* _Your instructions_: Identify every line of the data below that contains the string "blurred" and copy each such line. The match is case-sensitive.

** START OF Data **

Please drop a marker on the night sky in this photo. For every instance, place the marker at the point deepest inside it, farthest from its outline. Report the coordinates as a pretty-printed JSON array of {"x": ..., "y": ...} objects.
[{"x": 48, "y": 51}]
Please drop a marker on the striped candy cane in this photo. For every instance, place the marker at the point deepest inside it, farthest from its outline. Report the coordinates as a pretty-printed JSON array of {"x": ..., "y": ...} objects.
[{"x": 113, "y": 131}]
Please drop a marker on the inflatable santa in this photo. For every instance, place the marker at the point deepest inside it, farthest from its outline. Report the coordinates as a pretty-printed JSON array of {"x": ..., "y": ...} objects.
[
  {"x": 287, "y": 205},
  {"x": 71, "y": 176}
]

** END OF Data **
** START OF Data **

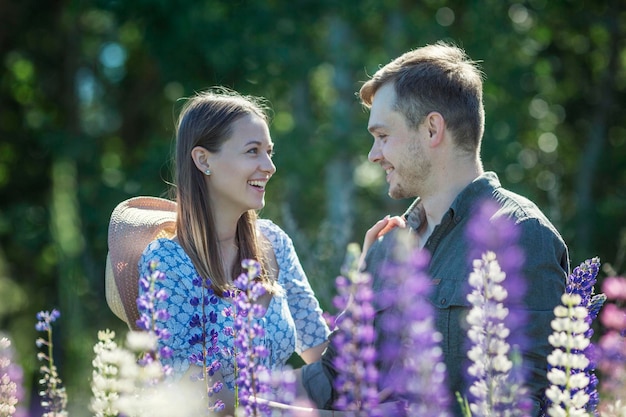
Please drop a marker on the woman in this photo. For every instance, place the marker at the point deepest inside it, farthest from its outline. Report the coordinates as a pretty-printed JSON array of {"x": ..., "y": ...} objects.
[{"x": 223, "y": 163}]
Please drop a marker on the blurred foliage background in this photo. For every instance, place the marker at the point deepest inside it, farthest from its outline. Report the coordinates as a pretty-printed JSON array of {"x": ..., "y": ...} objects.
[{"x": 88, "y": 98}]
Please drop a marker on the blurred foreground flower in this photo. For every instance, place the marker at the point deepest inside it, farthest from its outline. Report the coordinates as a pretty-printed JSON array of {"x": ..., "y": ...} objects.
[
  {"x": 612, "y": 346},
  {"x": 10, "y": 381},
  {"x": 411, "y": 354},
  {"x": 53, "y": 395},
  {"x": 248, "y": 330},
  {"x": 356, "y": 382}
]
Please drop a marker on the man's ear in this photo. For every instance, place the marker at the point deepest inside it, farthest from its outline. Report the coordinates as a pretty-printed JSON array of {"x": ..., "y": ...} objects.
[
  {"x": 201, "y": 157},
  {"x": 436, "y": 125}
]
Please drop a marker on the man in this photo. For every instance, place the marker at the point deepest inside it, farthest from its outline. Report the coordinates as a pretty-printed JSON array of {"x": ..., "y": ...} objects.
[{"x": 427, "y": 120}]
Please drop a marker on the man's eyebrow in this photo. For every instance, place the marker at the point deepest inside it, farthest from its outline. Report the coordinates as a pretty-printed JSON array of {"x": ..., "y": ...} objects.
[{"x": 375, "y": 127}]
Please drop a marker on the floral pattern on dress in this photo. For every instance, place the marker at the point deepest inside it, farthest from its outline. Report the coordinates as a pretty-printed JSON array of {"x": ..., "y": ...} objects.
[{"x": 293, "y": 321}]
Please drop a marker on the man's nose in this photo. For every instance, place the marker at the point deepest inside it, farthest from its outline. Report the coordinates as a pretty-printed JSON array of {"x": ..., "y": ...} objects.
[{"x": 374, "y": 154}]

** END OF Data **

* _Task result_:
Please drop a marker on the blurred foliage background in this photo. For every instance, place the marker at the point deepest inside it, farthest from its outline. Report the coordinates as a pretty-printed JSON array of {"x": ..., "y": ...} objects.
Please drop a marker on the blurred foreground flower in this photo. For every instance, place the marker at the point deepest inside it, farthest from its outline. Report the coordinates as a pretty-printed JSON array of {"x": ..., "y": ...} objects.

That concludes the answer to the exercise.